** start DATA FOR THE TASK **

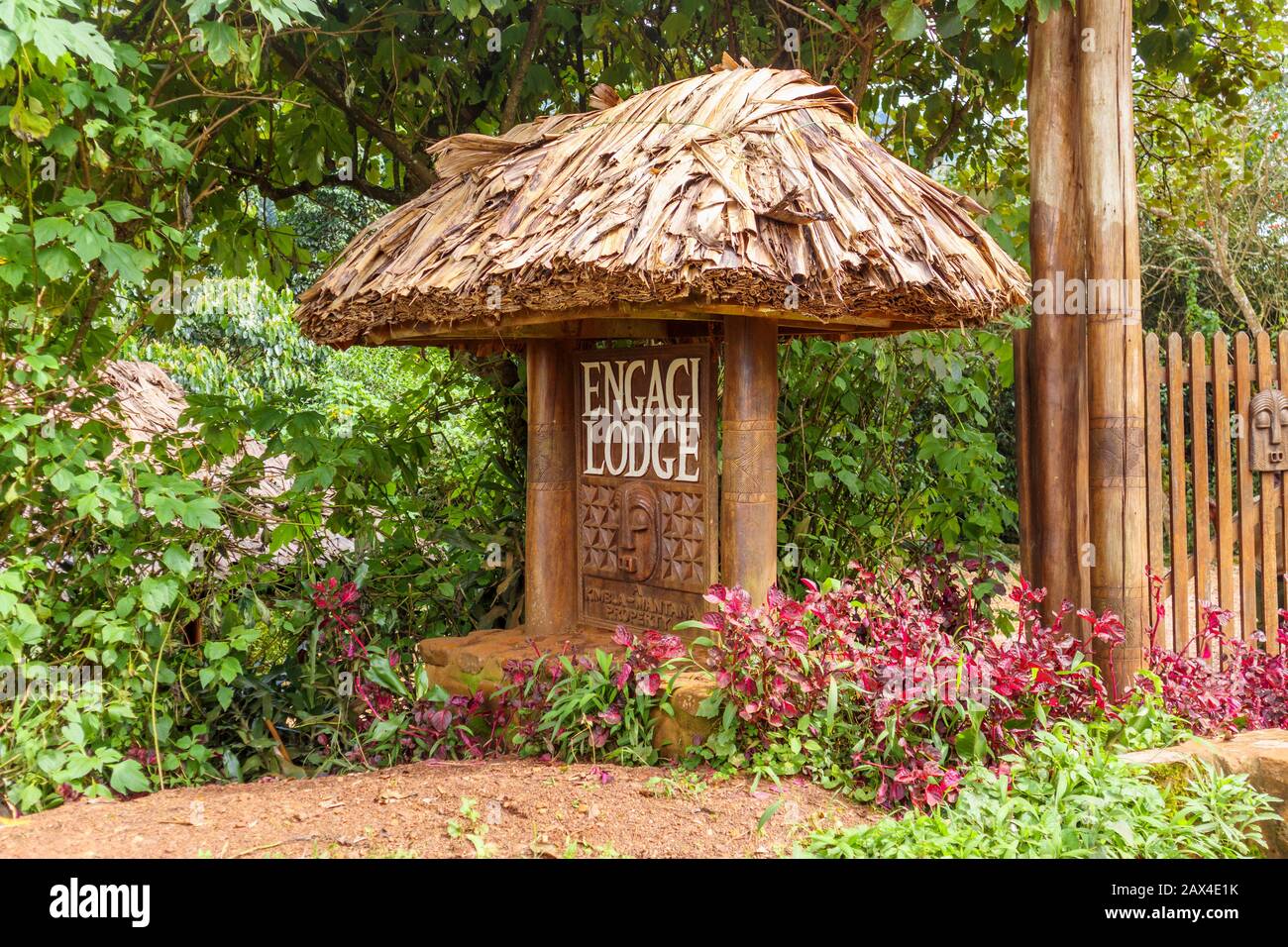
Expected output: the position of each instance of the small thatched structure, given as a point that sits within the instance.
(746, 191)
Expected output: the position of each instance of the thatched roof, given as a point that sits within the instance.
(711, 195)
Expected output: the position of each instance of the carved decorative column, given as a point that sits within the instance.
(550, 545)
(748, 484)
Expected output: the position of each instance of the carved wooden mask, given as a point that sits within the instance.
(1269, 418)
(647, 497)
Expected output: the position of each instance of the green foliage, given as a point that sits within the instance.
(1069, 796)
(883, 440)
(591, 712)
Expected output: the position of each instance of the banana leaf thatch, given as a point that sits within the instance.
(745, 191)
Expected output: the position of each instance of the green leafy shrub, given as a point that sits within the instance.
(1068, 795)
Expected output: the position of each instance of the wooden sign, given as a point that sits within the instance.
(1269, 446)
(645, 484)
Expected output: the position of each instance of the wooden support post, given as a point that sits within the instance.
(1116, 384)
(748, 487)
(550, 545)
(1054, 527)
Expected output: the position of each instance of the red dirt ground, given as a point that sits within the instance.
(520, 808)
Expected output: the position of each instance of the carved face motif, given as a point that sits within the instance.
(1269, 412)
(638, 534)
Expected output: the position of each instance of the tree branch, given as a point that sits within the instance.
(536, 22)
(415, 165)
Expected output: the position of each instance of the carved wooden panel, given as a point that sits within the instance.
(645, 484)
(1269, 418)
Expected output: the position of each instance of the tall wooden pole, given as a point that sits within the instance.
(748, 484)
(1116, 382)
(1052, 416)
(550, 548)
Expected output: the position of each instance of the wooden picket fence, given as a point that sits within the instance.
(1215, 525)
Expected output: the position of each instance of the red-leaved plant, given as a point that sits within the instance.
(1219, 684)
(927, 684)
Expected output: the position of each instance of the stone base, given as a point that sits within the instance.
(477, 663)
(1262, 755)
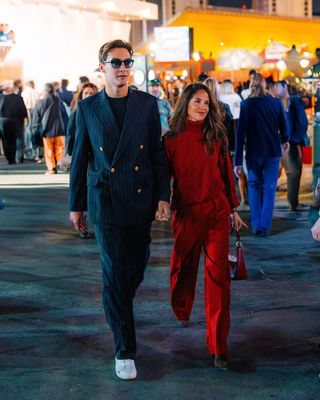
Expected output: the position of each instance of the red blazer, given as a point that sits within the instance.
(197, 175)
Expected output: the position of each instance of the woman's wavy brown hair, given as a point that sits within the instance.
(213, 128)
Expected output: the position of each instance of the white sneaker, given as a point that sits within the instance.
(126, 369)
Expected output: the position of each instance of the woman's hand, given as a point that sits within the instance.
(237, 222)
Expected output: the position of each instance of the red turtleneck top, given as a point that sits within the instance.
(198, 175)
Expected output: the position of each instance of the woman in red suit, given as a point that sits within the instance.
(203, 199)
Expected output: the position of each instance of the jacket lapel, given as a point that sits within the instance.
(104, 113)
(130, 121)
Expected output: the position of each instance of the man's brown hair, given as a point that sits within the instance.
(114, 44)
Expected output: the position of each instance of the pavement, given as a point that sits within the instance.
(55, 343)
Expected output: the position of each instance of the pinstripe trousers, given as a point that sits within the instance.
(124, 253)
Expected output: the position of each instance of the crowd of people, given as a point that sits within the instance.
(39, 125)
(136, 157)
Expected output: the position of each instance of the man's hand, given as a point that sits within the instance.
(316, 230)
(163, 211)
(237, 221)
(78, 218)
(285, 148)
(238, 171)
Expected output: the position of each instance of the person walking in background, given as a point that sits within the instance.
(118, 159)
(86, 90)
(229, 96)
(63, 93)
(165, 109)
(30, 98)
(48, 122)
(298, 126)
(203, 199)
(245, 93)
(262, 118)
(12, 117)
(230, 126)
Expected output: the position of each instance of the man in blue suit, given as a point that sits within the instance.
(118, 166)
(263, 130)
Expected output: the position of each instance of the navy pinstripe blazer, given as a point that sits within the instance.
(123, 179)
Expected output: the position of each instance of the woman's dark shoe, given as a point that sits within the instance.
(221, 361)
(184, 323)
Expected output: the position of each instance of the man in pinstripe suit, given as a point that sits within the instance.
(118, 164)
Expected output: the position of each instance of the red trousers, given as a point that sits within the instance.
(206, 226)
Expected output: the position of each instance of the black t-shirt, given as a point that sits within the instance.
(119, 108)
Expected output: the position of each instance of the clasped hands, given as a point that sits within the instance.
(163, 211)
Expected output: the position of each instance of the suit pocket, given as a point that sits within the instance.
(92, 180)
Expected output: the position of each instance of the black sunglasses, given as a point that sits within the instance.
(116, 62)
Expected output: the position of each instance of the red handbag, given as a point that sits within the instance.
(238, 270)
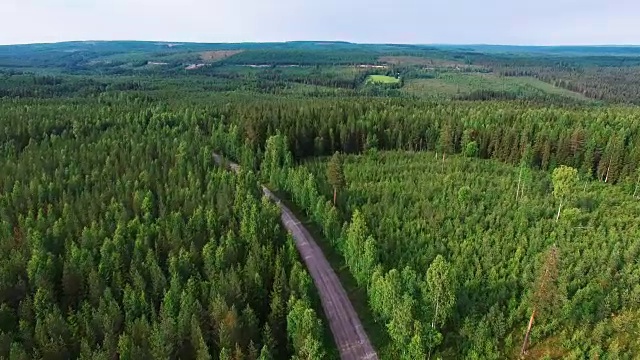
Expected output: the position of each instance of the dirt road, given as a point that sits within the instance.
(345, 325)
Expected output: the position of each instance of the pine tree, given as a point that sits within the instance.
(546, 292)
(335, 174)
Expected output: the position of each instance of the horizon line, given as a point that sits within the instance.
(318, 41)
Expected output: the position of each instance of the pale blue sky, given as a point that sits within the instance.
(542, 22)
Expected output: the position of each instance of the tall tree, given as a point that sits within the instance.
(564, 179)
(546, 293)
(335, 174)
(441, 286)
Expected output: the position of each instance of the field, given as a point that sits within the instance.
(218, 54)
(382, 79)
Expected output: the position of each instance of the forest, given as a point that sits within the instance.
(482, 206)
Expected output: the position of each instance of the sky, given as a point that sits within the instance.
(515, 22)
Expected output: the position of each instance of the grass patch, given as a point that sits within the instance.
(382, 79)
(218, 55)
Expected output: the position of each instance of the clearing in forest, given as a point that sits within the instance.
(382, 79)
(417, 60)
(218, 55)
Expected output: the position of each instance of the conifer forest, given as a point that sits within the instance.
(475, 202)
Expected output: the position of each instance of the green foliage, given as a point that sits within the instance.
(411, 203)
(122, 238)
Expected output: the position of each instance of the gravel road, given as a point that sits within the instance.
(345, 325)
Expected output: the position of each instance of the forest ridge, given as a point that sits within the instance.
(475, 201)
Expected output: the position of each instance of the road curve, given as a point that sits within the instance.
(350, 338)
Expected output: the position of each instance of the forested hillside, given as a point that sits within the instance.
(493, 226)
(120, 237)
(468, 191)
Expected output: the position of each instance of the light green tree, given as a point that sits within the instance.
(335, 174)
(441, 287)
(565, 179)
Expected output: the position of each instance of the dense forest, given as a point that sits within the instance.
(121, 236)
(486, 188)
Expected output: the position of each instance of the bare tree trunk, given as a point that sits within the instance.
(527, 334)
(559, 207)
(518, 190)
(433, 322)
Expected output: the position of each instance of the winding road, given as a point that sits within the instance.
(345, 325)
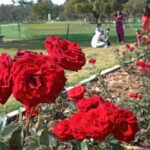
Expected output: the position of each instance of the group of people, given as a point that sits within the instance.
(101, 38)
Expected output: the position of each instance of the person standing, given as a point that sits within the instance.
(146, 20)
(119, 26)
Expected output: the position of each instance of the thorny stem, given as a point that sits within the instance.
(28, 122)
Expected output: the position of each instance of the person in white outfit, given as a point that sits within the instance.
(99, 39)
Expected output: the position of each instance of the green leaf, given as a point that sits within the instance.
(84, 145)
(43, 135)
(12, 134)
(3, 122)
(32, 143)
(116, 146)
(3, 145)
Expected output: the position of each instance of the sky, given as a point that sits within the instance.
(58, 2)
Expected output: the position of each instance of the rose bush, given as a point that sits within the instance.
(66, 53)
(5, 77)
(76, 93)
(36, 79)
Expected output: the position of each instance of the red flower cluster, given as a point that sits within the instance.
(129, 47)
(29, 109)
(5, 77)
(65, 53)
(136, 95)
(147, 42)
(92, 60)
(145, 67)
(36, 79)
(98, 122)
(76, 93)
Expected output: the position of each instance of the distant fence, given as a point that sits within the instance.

** end DATA FOR THE TASK **

TASK DESCRIPTION
Output every line of the data above as a JSON list of strings, one string per line, skipping blank lines and leaving out the pictures.

ANSWER IN FULL
[
  "Expected output: the position of each instance of the small thatched structure, given as a point that sits within the instance.",
  "(746, 191)",
  "Expected output: the position of each instance of the thatched roof, given as a point that sits within the instance.",
  "(711, 195)",
  "Expected output: the position of each instance of the carved decorative column, given as a point that sits within the instance.",
  "(550, 545)",
  "(748, 484)",
  "Expected output: the position of each instance of the carved wooden mask, given as a point that sits within the instance.",
  "(1269, 418)",
  "(647, 497)",
  "Expected output: the position of each instance of the green foliage, given as a point that sits within the instance.",
  "(1069, 796)",
  "(883, 440)",
  "(591, 712)",
  "Expected output: the position of each instance of the banana leaf thatch, given as a point that sits within the instance.",
  "(745, 191)",
  "Expected output: the position of each instance of the green leafy shrub, given as a point that sits within the instance.",
  "(1068, 795)",
  "Expected output: the position of each instance of the wooden sign, given as a point that sits within the instance.",
  "(1269, 446)",
  "(645, 484)",
  "Expected output: the position of each instance of the wooden support post, given as a point that sits within the instance.",
  "(1116, 384)",
  "(748, 487)",
  "(550, 545)",
  "(1054, 527)",
  "Expected output: the position of each instance of the red dirt ground, given as a point that sits within the instance.",
  "(520, 808)",
  "Expected output: the position of each instance of the carved face motif, given as a point that sits within the instance.",
  "(1269, 412)",
  "(638, 534)",
  "Expected output: the position of each instance of the tree branch, given as a point that sits within the instance.",
  "(536, 22)",
  "(415, 165)",
  "Expected output: the position of each instance of the carved wooden panel, given as a point that sits within the instance.",
  "(645, 484)",
  "(1269, 418)",
  "Expected output: the position of each instance of the tall wooden pole, given as a point that sits within the instance.",
  "(748, 484)",
  "(1116, 382)",
  "(1052, 416)",
  "(550, 548)",
  "Expected output: the position of each instance of the wooden picket fence, given as a point that sits within the instance.",
  "(1215, 525)",
  "Expected output: the position of each instance of the red-leaved plant, given as a point that sits within the instance.",
  "(1219, 684)",
  "(927, 684)",
  "Expected output: the position of each instance of the stone base, given as a point that sits within the instance.",
  "(477, 663)",
  "(1262, 755)",
  "Expected output: the position of each instance of the red blazer, given as a point that sits within the instance.",
  "(197, 175)",
  "Expected output: the position of each instance of the woman's wavy brown hair, given as a point that sits within the instance.",
  "(213, 128)",
  "Expected output: the position of each instance of the white sneaker, given as a point that sits within the instance.",
  "(126, 369)",
  "Expected output: the position of each instance of the woman's hand, given as a point that sits within the instance.",
  "(237, 222)",
  "Expected output: the position of each instance of the red turtleneck top, given as a point that sits within the instance.",
  "(198, 175)",
  "Expected output: the position of each instance of the woman in red suit, given as a point that sits within the instance.",
  "(203, 199)",
  "Expected output: the position of each instance of the jacket lapel, given as a point that sits within the instance.",
  "(104, 113)",
  "(130, 121)",
  "Expected output: the position of each instance of the man's brown hair, given as a point that sits within the instance.",
  "(114, 44)",
  "Expected output: the position of each instance of the pavement, given as a point that sits within the instance.",
  "(55, 343)",
  "Expected output: the position of each instance of the pinstripe trousers, given as a point that sits within the instance.",
  "(124, 253)",
  "Expected output: the position of each instance of the crowd of people, given as a point that sits within the instance.",
  "(39, 125)",
  "(136, 157)",
  "Expected output: the position of each instance of the man's hand, given as a point that sits within the instance.",
  "(316, 230)",
  "(163, 211)",
  "(237, 221)",
  "(78, 218)",
  "(285, 148)",
  "(238, 171)",
  "Expected output: the position of each instance of the person walking in background, given as a point that sits within the instance.",
  "(118, 159)",
  "(86, 90)",
  "(229, 96)",
  "(63, 93)",
  "(165, 109)",
  "(30, 98)",
  "(48, 122)",
  "(298, 126)",
  "(203, 199)",
  "(245, 93)",
  "(262, 118)",
  "(12, 117)",
  "(230, 126)",
  "Expected output: the position of each instance of the man in blue suit, given as a point that sits within the instance.",
  "(118, 166)",
  "(263, 130)",
  "Expected output: the position of each instance of the navy pinstripe blazer, given as a point that sits within the instance.",
  "(123, 179)",
  "Expected output: the position of each instance of the woman's dark shoe, given as a point that sits within the instance.",
  "(221, 361)",
  "(184, 323)",
  "Expected output: the position of each instance of the man in pinstripe suit, given as a point that sits within the instance.",
  "(118, 164)",
  "Expected output: the position of each instance of the red trousers, given as a point that sits within the instance.",
  "(206, 226)",
  "Expected output: the position of each instance of the black t-shirt, given as a point that sits within the instance.",
  "(119, 108)",
  "Expected output: the position of each instance of the clasped hands, given as a point that sits within the instance.",
  "(163, 211)",
  "Expected output: the position of each instance of the suit pocket, given as a point that sits within the instance.",
  "(92, 180)",
  "Expected output: the position of each instance of the black sunglasses, given as a point that sits within the instance.",
  "(116, 62)",
  "Expected output: the position of each instance of the red handbag, given as a point that sits within the instance.",
  "(238, 270)",
  "Expected output: the position of each instance of the dirt road, given as a point that sits within the instance.",
  "(345, 325)",
  "Expected output: the position of each instance of the pine tree, given as a point that sits within the instance.",
  "(546, 292)",
  "(335, 174)",
  "Expected output: the position of each instance of the horizon line, given as a point that sits within the instance.",
  "(318, 41)",
  "Expected output: the position of each instance of the pale blue sky, given as a point that sits within the instance.",
  "(542, 22)",
  "Expected output: the position of each instance of the tall tree, given as a point that sits within the instance.",
  "(564, 179)",
  "(546, 293)",
  "(335, 174)",
  "(441, 286)",
  "Expected output: the position of each instance of the field, given as a point that sits within the instance.",
  "(218, 54)",
  "(382, 79)",
  "Expected output: the position of each instance of the forest, given as a point that sits within the instance.",
  "(482, 206)",
  "Expected output: the position of each instance of the sky, given as a point that sits within the instance.",
  "(515, 22)",
  "Expected output: the position of each instance of the grass patch, given as a point that sits within the instance.",
  "(382, 79)",
  "(218, 55)",
  "Expected output: the position of each instance of the clearing in forest, given as a point that sits within the instance.",
  "(382, 79)",
  "(417, 60)",
  "(218, 55)",
  "Expected output: the position of each instance of the conifer forest, given as a point that sits within the instance.",
  "(475, 202)",
  "Expected output: the position of each instance of the green foliage, given as a point that sits within the instance.",
  "(411, 203)",
  "(122, 238)",
  "Expected output: the position of each instance of the gravel road, given as a point that sits within the instance.",
  "(345, 325)",
  "Expected output: the position of each instance of the forest ridge, given as a point that sits within the instance.",
  "(475, 201)",
  "Expected output: the position of each instance of the road curve, given as a point that sits within the instance.",
  "(350, 338)",
  "Expected output: the position of each instance of the forested hillside, given as a point that sits within the instance.",
  "(493, 226)",
  "(120, 237)",
  "(468, 191)",
  "Expected output: the position of each instance of the light green tree, given as a point that sits within the instance.",
  "(335, 174)",
  "(441, 287)",
  "(565, 179)",
  "Expected output: the position of each instance of the dense forest, given as a point that sits within the instance.",
  "(121, 236)",
  "(486, 188)",
  "Expected output: the position of each instance of the bare tree trunk, given as a point that sits within the instance.",
  "(527, 334)",
  "(559, 207)",
  "(518, 190)",
  "(433, 322)",
  "Expected output: the position of each instance of the winding road, given as a point that sits within the instance.",
  "(345, 325)",
  "Expected output: the position of each instance of the group of people, given as a point that sits within the instance.",
  "(101, 38)",
  "Expected output: the position of each instance of the person standing, given as a point that sits within the instance.",
  "(146, 20)",
  "(119, 26)",
  "Expected output: the position of each instance of the thorny stem, given as a point that sits within the instance.",
  "(28, 122)",
  "Expected output: the position of each instance of the person in white outfit, given as a point that sits within the instance.",
  "(99, 39)",
  "Expected output: the position of each instance of the green leaf, given as a point that sits within the instance.",
  "(84, 145)",
  "(43, 135)",
  "(12, 134)",
  "(3, 122)",
  "(32, 143)",
  "(116, 146)",
  "(3, 145)",
  "Expected output: the position of each instance of the sky, given as a point that sits within the instance.",
  "(58, 2)",
  "Expected output: the position of each instance of the rose bush, given as a point that sits within the instance.",
  "(66, 53)",
  "(5, 77)",
  "(76, 93)",
  "(36, 79)",
  "Expected output: the position of each instance of the red flower cluster, given as a point that sits within the instance.",
  "(129, 47)",
  "(29, 109)",
  "(5, 77)",
  "(65, 53)",
  "(136, 95)",
  "(147, 42)",
  "(92, 60)",
  "(145, 67)",
  "(36, 79)",
  "(98, 122)",
  "(76, 93)",
  "Expected output: the position of each instance of the distant fence, given as a point that sits within the instance."
]